Excerpt to read:
§ §
Global Stocks Fall After Trump’s Top Economic Advisor Quits

Earlier this week, Gary Cohn, the director of the National Economic Council and President Donald Trump’s top economic adviser announced that he has resigned from his post at the White House.

The former Goldman Sachs president and free trade advocate, Cohn, has decided to quit after Trump announced that he would impose import tariffs of 25% on steel and 10% aluminium, which could take effect as early as this week. Cohn argued against it, warning that it could spark a major trade war.

Following news of Cohn’s departure from the White House on Tuesday, S&P 500 futures dropped more than 1%. MSCI’s broadest index of Asia-Pacific shares outside Japan was down 0.65%, while Japan’s Nikkei retreated 0.77%.

Australian stocks fell 1%, Hong Kong’s Hang Seng slipped 1.1% and China’s blue-chip CSI300 index lost 0.4%, according to Reuters.

“If you’re looking for an excuse to sell, this is the kind of announcement that certainly causes short-term downward pressure,” said Rick Meckler, president of investment firm LibertyView Capital Management in New Jersey, regarding Cohn’s resignation.

“He (Cohn) came from Wall street and certainly large institutional investors felt he was very credible.”
§ §
Data extract:
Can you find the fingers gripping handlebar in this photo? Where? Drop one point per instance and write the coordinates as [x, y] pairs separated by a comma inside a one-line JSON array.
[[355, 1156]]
§ §
Problem set:
**1.** From the article on Cohn's resignation, list every market or index reported as falling, each with the size of its drop.
**2.** Return the passage of the article on Cohn's resignation, starting with "The former Goldman Sachs" and going on through "regarding Cohn’s resignation.".

Per-task answers:
**1.**
- S&P 500 futures: more than 1%
- MSCI's broadest index of Asia-Pacific shares outside Japan: 0.65%
- Japan's Nikkei: 0.77%
- Australian stocks: 1%
- Hong Kong's Hang Seng: 1.1%
- China's blue-chip CSI300 index: 0.4%

**2.**
The former Goldman Sachs president and free trade advocate, Cohn, has decided to quit after Trump announced that he would impose import tariffs of 25% on steel and 10% aluminium, which could take effect as early as this week. Cohn argued against it, warning that it could spark a major trade war.

Following news of Cohn’s departure from the White House on Tuesday, S&P 500 futures dropped more than 1%. MSCI’s broadest index of Asia-Pacific shares outside Japan was down 0.65%, while Japan’s Nikkei retreated 0.77%.

Australian stocks fell 1%, Hong Kong’s Hang Seng slipped 1.1% and China’s blue-chip CSI300 index lost 0.4%, according to Reuters.

“If you’re looking for an excuse to sell, this is the kind of announcement that certainly causes short-term downward pressure,” said Rick Meckler, president of investment firm LibertyView Capital Management in New Jersey, regarding Cohn’s resignation.